## TO BE DONE
Your task is to reproduce the material exactly.

## LISTED RECORDS
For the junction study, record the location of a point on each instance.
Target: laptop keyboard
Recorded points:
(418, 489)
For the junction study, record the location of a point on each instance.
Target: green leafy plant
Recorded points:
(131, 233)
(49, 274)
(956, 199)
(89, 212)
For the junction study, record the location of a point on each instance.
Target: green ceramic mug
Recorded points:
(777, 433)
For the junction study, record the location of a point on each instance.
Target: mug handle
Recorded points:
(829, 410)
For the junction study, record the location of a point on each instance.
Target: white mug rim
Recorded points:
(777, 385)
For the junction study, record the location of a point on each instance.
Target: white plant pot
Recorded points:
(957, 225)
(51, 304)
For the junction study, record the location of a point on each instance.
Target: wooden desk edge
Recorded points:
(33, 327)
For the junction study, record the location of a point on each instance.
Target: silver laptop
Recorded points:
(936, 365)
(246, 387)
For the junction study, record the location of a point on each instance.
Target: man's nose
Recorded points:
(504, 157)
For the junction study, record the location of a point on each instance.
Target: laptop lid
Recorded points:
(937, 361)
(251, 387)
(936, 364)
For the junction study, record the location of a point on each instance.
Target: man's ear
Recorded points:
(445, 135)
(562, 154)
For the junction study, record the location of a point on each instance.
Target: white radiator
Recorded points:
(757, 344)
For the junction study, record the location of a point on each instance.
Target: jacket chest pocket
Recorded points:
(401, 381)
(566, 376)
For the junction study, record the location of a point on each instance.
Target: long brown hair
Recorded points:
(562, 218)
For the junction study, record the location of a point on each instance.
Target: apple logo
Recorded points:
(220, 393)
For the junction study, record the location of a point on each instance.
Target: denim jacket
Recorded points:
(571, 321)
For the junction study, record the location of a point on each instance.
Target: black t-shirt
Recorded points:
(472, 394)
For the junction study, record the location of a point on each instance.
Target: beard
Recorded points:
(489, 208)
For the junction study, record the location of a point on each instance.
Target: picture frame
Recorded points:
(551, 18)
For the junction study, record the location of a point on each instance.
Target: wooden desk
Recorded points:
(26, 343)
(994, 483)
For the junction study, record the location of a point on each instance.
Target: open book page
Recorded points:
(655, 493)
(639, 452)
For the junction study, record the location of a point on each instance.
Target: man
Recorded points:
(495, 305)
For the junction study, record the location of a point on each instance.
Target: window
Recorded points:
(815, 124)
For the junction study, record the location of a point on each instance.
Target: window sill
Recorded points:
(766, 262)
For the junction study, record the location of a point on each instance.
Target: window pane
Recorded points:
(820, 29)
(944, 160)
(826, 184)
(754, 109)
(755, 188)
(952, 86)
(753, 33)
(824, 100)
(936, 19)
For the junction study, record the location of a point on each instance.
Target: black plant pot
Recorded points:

## SOLUTION TO THE EXERCISE
For the junction study, record the location of a point on each instance.
Target: laptop keyboard
Recorded points:
(418, 489)
For the junction study, record the location of a point on each instance.
Target: green leafy plant
Recorded points:
(131, 233)
(49, 274)
(956, 199)
(89, 212)
For the junction study, record the location of a point on each instance.
Target: green ceramic mug
Recorded points:
(777, 433)
For the junction study, record the location of a point on each instance.
Target: mug handle
Recorded points:
(829, 410)
For the junction study, record the location of a point on each instance.
Target: white mug rim
Recorded points:
(777, 385)
For the junction study, record the location of a point on each instance.
Target: white plant pot
Recorded points:
(957, 225)
(51, 304)
For the junction study, record the location of a point on each instance.
Target: wooden desk edge
Recorded points:
(33, 327)
For the junction study, record the location of a point on each instance.
Target: silver laptop
Recorded points:
(936, 365)
(246, 387)
For the junction study, record the location of a point on each instance.
Target: man's nose
Recorded points:
(504, 157)
For the junction study, record the location of a point on each instance.
Target: laptop lid
Recorded points:
(937, 361)
(251, 387)
(936, 364)
For the junction study, record the location of a point on each instance.
Target: man's ear
Recorded points:
(445, 135)
(562, 154)
For the junction study, record the location of a point on each instance.
Target: white radiator
Recorded points:
(757, 344)
For the junction study, record the location of a point on each instance.
Target: jacket chest pocket
Recorded points:
(401, 381)
(566, 376)
For the junction study, record the location of a point on each instance.
Target: long brown hair
Recorded points:
(562, 218)
For the junction study, record the location of a point on each instance.
Target: apple logo
Recorded points:
(220, 393)
For the junction study, record the location of a point on each instance.
Target: denim jacket
Recorded points:
(571, 321)
For the junction study, record the location of a point on each instance.
Target: black t-shirt
Recorded points:
(472, 394)
For the junction study, record the location of a point on each instance.
Target: beard
Recorded points:
(489, 208)
For the junction study, record the location of a point on each instance.
Target: picture frame
Recorded points:
(551, 18)
For the junction study, record the location of a point on each instance.
Target: wooden desk
Recorded points:
(26, 343)
(994, 483)
For the junction study, record the location of a point on each instance.
Target: open book page
Recorded points:
(655, 493)
(639, 452)
For the junction study, record the location of a point on each instance.
Target: man
Recorded points:
(495, 305)
For the junction study, record the location of a point on each instance.
Target: window
Recorded points:
(815, 124)
For the junction study, record the location of a point on each instance.
Target: window sill
Recorded points:
(766, 262)
For the junction study, record the location of a point on each instance.
Target: window pane
Recorded points:
(820, 29)
(944, 160)
(826, 184)
(754, 109)
(755, 188)
(952, 86)
(753, 33)
(824, 100)
(936, 19)
For the junction study, record the location of a point on each instance.
Target: black plant pot
Recorded points:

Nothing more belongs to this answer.